Work to do:
Copy every line of the rows below, including the requests, and add 109 to each coordinate in the answers. Leave the pictures out.

Recorded information:
+ + + + +

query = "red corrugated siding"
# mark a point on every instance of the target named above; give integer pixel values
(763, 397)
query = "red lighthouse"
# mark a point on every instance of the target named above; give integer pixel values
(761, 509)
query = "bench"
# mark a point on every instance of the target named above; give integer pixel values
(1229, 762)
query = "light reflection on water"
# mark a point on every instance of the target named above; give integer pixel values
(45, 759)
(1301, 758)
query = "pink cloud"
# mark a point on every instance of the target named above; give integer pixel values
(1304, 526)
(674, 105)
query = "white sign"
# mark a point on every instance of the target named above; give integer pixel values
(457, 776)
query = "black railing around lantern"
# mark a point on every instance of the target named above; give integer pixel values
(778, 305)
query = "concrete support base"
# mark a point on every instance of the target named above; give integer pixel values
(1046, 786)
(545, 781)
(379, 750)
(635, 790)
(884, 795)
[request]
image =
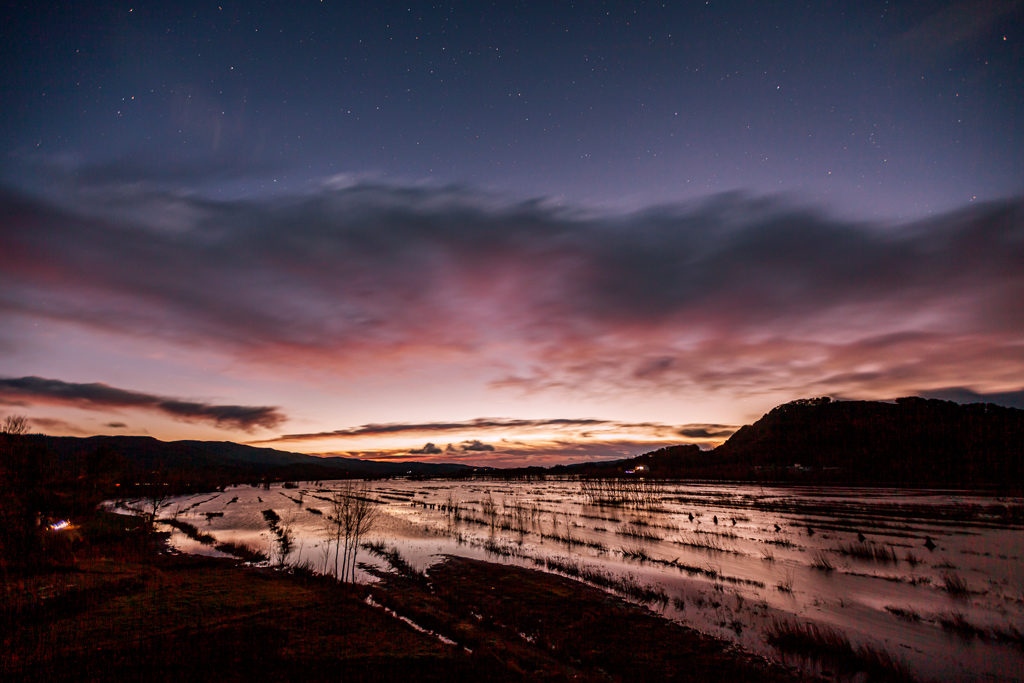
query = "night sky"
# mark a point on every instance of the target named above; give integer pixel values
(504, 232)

+ + + + +

Complete response:
query = "red corrugated siding"
# mark a point on every instance of the target named above; give integer pixel values
(872, 506)
query = "red lighthouse"
# mark a point on every instance of the target named above; give integer pixel values
(870, 618)
query = "bench"
# mark a point on every instance of the target named above; give integer pixel values
(1338, 871)
query = "light reflection on water"
# mark a point on every instance of the target named above; give integer pixel values
(154, 868)
(1410, 867)
query = "pink cloud"
# mark a point on every instance of the target named above; give integer pixel values
(1413, 635)
(783, 214)
query = "white sign"
# mark a point on every instance of the target named above; give integer pixel values
(566, 885)
query = "black railing around lantern"
# mark a point on every instance of the target named above; give integer pixel values
(887, 414)
query = "concrete support base"
# mark a point on every instance of the target named above; give integer pixel values
(1155, 895)
(654, 890)
(488, 859)
(744, 899)
(993, 904)
[request]
image =
query = "night sky"
# mark a point on every instance of the target named above; give integer pixel values
(613, 341)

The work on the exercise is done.